> [TASK TO CARRY OUT] Filter out all lines without the word "shirt" from the data below, please, and copy the rest.

Dataset records:
_ _ _ _
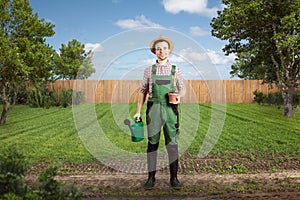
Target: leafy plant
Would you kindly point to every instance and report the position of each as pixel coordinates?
(12, 169)
(13, 166)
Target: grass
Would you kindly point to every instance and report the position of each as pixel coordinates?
(51, 135)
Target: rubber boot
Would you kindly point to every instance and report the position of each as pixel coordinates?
(173, 172)
(151, 164)
(173, 164)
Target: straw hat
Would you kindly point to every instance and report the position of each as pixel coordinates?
(159, 39)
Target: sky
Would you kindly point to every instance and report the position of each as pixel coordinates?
(119, 33)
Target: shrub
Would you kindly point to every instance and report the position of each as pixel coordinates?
(259, 97)
(41, 97)
(12, 169)
(274, 98)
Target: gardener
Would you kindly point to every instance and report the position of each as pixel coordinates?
(160, 79)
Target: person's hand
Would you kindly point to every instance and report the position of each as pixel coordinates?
(137, 116)
(178, 99)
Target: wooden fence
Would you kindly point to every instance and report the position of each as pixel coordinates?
(198, 91)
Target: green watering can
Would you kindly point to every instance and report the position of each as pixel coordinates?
(136, 129)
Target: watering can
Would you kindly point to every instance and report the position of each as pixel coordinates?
(136, 129)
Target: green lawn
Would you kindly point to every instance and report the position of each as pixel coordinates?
(50, 135)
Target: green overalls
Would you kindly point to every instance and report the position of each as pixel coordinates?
(159, 112)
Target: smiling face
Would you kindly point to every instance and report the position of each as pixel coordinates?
(162, 50)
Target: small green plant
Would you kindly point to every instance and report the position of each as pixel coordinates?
(12, 169)
(12, 185)
(50, 189)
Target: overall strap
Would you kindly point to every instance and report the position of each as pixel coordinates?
(153, 69)
(173, 70)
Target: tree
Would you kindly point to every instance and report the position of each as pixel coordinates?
(73, 62)
(265, 36)
(24, 54)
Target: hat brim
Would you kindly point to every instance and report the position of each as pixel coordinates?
(161, 38)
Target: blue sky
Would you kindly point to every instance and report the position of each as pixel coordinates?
(120, 31)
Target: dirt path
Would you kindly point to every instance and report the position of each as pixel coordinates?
(214, 177)
(280, 185)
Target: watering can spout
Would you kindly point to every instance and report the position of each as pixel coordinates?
(136, 129)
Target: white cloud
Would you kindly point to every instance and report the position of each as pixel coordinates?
(197, 31)
(139, 22)
(216, 58)
(190, 6)
(193, 56)
(94, 47)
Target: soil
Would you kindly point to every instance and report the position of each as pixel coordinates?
(213, 177)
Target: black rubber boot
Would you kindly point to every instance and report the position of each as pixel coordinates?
(150, 182)
(151, 164)
(173, 164)
(173, 171)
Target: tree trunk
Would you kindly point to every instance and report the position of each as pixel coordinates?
(6, 104)
(288, 102)
(4, 113)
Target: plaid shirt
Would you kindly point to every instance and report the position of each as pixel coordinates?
(161, 70)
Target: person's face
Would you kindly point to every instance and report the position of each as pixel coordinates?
(162, 50)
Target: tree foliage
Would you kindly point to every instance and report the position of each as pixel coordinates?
(73, 62)
(24, 54)
(265, 36)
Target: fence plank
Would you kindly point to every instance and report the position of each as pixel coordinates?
(198, 91)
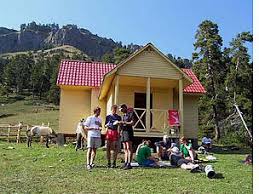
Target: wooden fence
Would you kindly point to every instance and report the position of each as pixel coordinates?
(8, 131)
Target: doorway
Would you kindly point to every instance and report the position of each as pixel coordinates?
(140, 102)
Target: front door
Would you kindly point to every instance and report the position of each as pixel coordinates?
(140, 102)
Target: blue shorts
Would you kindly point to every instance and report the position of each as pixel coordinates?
(148, 163)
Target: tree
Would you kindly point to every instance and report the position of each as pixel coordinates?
(211, 71)
(17, 72)
(240, 77)
(180, 62)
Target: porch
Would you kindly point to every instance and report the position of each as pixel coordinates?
(150, 98)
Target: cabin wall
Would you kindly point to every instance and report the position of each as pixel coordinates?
(149, 64)
(74, 105)
(110, 100)
(190, 113)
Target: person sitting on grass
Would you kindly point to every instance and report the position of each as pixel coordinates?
(144, 157)
(206, 142)
(93, 126)
(162, 147)
(187, 150)
(176, 159)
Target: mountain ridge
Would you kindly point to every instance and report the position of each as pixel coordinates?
(34, 36)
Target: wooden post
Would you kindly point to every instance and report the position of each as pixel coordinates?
(8, 135)
(116, 88)
(148, 124)
(18, 135)
(181, 107)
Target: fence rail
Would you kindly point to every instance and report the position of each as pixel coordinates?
(9, 131)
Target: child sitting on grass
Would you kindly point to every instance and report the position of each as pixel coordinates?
(144, 157)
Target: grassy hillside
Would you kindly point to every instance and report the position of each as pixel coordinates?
(29, 111)
(61, 170)
(67, 50)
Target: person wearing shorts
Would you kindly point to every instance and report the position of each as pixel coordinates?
(127, 135)
(176, 159)
(112, 135)
(144, 157)
(79, 135)
(93, 127)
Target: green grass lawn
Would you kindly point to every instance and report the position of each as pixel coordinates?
(61, 170)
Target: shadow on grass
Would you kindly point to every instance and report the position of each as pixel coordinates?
(218, 176)
(6, 115)
(230, 150)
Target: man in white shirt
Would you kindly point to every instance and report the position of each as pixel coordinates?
(93, 126)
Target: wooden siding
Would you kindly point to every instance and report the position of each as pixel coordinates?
(190, 109)
(110, 100)
(149, 64)
(74, 105)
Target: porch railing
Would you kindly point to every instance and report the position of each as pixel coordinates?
(140, 124)
(159, 120)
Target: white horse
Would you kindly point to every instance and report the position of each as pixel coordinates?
(40, 131)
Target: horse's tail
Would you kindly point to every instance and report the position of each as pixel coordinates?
(28, 132)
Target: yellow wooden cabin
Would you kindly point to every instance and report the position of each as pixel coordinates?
(147, 81)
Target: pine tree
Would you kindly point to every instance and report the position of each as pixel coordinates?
(240, 77)
(211, 71)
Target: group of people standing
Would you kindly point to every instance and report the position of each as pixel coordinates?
(119, 130)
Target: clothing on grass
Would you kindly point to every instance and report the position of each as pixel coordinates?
(185, 149)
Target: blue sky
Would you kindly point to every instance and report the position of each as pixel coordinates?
(169, 24)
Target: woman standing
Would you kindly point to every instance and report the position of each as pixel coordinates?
(112, 136)
(127, 135)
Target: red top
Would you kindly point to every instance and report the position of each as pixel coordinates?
(83, 73)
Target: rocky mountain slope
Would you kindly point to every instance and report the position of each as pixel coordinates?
(34, 36)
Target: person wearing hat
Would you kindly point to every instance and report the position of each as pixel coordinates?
(127, 135)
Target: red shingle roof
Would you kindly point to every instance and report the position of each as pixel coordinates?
(196, 86)
(82, 73)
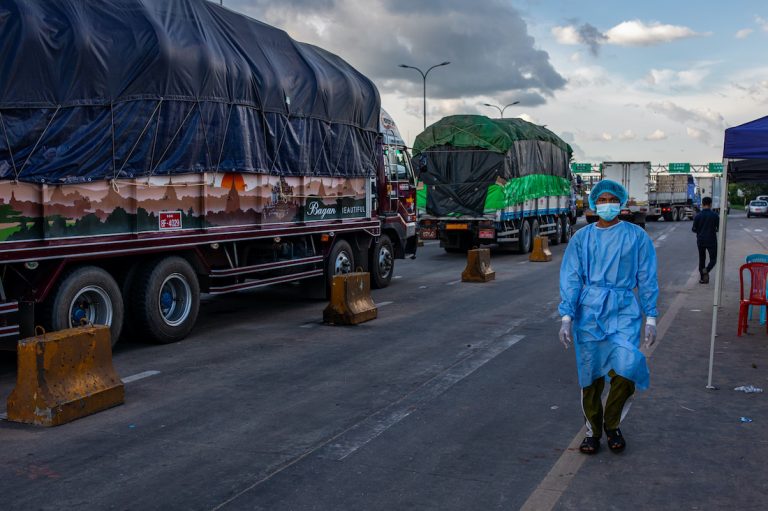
_ _ _ _
> [SOLUTION FOR THIS PROBLEM]
Target: plaid shirt
Target: man in white shirt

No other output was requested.